[Dataset entries]
=-=-=-=-=

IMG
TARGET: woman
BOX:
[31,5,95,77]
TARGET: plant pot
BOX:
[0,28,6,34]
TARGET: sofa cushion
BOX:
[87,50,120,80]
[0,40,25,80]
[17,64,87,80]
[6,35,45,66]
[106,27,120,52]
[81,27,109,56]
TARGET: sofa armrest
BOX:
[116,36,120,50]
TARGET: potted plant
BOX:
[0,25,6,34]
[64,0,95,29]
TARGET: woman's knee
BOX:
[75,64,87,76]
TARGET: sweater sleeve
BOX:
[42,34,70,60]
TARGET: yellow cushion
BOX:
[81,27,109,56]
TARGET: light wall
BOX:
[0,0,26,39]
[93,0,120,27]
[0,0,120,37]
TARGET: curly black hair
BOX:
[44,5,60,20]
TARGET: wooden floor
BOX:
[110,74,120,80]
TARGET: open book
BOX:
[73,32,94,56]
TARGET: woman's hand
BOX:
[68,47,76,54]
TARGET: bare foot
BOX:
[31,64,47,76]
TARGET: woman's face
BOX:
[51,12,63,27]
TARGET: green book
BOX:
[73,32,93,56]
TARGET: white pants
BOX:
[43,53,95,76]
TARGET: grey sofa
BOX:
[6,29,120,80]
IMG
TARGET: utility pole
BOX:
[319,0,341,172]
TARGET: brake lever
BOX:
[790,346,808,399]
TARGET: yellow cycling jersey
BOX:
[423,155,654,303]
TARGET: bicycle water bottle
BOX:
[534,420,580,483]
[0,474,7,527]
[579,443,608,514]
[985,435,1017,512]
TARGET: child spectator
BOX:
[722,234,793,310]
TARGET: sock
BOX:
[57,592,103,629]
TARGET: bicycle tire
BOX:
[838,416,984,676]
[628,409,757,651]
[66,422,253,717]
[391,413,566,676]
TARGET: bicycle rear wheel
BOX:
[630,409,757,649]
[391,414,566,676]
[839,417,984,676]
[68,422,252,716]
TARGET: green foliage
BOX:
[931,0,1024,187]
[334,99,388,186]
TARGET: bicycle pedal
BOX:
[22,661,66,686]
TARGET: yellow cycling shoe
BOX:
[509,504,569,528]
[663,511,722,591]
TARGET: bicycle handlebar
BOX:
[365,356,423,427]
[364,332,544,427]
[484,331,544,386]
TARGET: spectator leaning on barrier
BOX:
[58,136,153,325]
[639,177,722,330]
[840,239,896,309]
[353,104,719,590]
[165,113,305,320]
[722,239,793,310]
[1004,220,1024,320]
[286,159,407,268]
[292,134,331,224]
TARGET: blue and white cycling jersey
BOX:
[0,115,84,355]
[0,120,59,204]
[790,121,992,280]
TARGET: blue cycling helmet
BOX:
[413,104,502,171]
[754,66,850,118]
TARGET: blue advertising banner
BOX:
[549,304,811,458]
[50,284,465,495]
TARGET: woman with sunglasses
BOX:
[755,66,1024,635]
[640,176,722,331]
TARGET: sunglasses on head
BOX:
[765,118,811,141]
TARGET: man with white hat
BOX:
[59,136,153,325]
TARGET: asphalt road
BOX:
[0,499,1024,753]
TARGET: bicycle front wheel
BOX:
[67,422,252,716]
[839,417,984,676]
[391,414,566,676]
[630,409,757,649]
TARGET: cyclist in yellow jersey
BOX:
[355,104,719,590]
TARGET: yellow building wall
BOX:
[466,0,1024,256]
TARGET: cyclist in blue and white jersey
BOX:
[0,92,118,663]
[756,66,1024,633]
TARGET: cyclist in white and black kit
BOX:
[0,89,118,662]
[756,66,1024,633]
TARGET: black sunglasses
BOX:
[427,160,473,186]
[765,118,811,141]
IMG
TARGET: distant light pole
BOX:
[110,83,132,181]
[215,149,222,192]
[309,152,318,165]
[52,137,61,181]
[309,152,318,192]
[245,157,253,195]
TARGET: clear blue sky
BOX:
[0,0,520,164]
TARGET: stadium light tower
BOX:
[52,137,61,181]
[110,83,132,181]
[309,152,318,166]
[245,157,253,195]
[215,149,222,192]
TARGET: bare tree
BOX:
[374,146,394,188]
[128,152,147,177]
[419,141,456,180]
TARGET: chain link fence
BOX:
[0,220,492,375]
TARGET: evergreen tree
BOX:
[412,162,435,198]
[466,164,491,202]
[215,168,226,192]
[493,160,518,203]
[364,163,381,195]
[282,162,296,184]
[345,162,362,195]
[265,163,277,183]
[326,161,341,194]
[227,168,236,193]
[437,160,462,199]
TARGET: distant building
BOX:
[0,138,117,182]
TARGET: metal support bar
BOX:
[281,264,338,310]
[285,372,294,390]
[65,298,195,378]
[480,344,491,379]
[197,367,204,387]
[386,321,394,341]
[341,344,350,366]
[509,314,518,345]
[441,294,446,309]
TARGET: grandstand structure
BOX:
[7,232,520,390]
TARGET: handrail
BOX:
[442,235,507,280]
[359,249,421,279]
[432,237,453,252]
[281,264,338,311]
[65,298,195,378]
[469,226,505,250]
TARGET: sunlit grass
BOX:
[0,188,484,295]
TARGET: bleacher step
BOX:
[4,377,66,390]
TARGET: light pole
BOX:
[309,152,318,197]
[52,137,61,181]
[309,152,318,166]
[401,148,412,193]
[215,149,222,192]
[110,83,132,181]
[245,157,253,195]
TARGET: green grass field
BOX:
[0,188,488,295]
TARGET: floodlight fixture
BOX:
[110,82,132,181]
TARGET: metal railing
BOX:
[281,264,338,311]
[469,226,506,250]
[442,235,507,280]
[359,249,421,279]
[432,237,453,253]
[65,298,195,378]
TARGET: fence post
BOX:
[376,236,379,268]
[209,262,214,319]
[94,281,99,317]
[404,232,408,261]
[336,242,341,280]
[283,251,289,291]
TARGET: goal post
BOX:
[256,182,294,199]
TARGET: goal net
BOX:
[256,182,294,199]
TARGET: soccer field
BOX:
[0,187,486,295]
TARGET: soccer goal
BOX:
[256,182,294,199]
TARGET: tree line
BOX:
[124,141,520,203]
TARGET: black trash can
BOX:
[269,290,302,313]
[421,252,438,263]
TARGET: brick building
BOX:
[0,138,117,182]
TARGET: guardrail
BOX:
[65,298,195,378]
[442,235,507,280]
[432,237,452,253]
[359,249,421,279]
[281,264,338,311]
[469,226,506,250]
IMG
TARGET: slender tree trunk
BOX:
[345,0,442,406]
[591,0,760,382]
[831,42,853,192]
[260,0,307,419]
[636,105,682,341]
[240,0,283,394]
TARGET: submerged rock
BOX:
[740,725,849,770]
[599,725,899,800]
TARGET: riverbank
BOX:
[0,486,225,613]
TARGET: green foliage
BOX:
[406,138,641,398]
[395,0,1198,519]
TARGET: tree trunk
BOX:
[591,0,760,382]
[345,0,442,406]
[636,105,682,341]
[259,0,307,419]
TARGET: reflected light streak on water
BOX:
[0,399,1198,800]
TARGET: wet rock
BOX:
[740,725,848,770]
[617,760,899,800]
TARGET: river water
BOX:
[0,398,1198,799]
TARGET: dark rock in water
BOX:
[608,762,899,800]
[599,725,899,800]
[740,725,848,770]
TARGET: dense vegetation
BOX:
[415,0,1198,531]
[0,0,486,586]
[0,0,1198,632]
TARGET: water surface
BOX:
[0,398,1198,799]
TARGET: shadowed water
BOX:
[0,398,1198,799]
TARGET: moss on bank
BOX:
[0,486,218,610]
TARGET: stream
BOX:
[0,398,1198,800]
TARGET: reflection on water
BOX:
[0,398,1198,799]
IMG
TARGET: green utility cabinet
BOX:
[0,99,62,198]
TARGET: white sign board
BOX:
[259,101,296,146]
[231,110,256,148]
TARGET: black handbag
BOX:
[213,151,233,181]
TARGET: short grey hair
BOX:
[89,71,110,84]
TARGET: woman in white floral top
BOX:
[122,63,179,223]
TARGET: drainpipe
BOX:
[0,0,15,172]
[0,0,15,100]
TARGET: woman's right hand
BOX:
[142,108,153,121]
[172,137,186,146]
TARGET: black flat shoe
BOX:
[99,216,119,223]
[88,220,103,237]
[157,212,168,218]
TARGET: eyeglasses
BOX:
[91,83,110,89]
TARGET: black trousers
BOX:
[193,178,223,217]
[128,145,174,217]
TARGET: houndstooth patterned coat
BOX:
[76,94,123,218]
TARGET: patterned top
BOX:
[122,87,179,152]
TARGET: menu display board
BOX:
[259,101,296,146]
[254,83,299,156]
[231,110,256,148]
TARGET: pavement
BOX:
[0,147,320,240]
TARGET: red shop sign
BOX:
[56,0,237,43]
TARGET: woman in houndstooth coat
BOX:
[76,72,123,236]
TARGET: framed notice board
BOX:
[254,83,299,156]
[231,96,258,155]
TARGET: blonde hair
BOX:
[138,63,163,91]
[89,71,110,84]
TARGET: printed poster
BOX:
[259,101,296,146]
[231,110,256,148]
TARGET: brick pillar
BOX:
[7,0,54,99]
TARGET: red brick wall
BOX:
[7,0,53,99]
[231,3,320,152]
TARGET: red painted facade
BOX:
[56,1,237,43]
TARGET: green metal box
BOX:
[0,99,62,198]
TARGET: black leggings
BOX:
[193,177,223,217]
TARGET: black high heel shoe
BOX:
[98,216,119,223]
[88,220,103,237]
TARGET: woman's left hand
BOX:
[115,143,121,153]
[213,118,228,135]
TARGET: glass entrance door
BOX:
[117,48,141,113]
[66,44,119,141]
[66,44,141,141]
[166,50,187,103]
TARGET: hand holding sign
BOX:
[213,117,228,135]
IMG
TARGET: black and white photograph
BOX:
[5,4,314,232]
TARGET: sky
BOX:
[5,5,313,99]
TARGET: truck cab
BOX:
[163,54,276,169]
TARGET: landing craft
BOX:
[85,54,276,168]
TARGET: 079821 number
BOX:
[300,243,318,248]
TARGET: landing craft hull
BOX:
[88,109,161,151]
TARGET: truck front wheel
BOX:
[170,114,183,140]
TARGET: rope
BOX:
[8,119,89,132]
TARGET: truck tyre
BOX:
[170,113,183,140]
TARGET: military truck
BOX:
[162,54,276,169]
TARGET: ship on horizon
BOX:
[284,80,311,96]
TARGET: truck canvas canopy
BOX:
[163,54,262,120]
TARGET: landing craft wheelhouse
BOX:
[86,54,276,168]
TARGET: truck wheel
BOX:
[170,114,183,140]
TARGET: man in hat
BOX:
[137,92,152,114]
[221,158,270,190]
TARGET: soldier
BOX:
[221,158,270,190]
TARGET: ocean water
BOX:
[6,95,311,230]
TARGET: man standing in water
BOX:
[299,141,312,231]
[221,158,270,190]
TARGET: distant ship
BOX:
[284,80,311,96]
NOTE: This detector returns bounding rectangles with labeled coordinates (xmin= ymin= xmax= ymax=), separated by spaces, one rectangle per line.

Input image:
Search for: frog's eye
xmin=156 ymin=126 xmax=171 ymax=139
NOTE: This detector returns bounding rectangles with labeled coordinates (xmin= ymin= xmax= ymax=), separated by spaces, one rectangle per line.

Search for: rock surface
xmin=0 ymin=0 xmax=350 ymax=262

=-=-=-=-=

YOUR OBJECTIVE =>
Rewrite everything from the start of the items down to the line containing "[59,136,153,325]", replacing "spectator" with "onlooker" and leaving all else unchanged.

EXERCISE RESPONSE =>
IMG
TARGET: woman
BOX:
[31,5,95,77]
TARGET: plant pot
BOX:
[0,28,6,34]
TARGET: sofa cushion
BOX:
[87,50,120,80]
[0,40,25,80]
[17,64,87,80]
[6,35,45,66]
[106,27,120,52]
[81,27,109,56]
TARGET: sofa armrest
BOX:
[116,36,120,50]
TARGET: potted plant
BOX:
[0,25,6,34]
[64,0,95,29]
TARGET: woman's knee
BOX:
[75,64,87,76]
TARGET: sweater sleeve
BOX:
[42,34,70,60]
TARGET: yellow cushion
BOX:
[81,27,109,56]
TARGET: light wall
BOX:
[0,0,26,39]
[93,0,120,27]
[0,0,120,37]
TARGET: curly black hair
BOX:
[44,5,60,20]
TARGET: wooden floor
BOX:
[110,74,120,80]
TARGET: open book
BOX:
[73,32,94,56]
TARGET: woman's hand
BOX:
[68,47,76,54]
TARGET: bare foot
BOX:
[31,64,47,76]
TARGET: woman's face
BOX:
[51,12,63,27]
TARGET: green book
BOX:
[73,32,93,56]
TARGET: white pants
BOX:
[43,53,95,76]
TARGET: grey sofa
BOX:
[6,29,120,80]
IMG
TARGET: utility pole
BOX:
[319,0,341,172]
TARGET: brake lever
BOX:
[790,346,808,399]
TARGET: yellow cycling jersey
BOX:
[423,155,654,303]
TARGET: bicycle water bottle
BOX:
[534,420,580,483]
[0,474,7,527]
[579,443,608,514]
[985,435,1017,512]
TARGET: child onlooker
BOX:
[722,234,793,310]
TARGET: sock
BOX:
[57,592,103,629]
TARGET: bicycle tire
BOX:
[838,416,984,676]
[628,409,757,651]
[66,422,253,717]
[391,413,566,676]
TARGET: bicycle rear wheel
BOX:
[630,409,757,649]
[391,414,566,676]
[839,417,984,676]
[68,422,252,716]
TARGET: green foliage
BOX:
[931,0,1024,187]
[334,99,388,186]
TARGET: bicycle pedal
BOX:
[22,661,66,686]
TARGET: yellow cycling shoe
BOX:
[509,504,569,528]
[663,511,722,591]
TARGET: bicycle handlebar
BOX:
[365,356,423,427]
[364,332,544,427]
[484,331,544,386]
TARGET: onlooker leaning on barrier
BOX:
[58,136,153,325]
[639,177,722,330]
[840,239,896,309]
[353,104,719,590]
[165,113,305,320]
[722,239,793,310]
[1004,220,1024,320]
[286,159,407,268]
[292,134,331,224]
TARGET: blue and white cycling jersey
BOX:
[0,115,84,355]
[0,120,59,204]
[790,121,992,280]
TARGET: blue cycling helmet
BOX:
[413,104,502,171]
[754,66,850,118]
TARGET: blue advertising banner
BOX:
[549,304,811,458]
[50,284,465,495]
TARGET: woman with sunglasses
BOX:
[755,66,1024,635]
[640,176,722,331]
TARGET: sunglasses on head
BOX:
[765,118,811,141]
TARGET: man with white hat
BOX:
[59,136,153,325]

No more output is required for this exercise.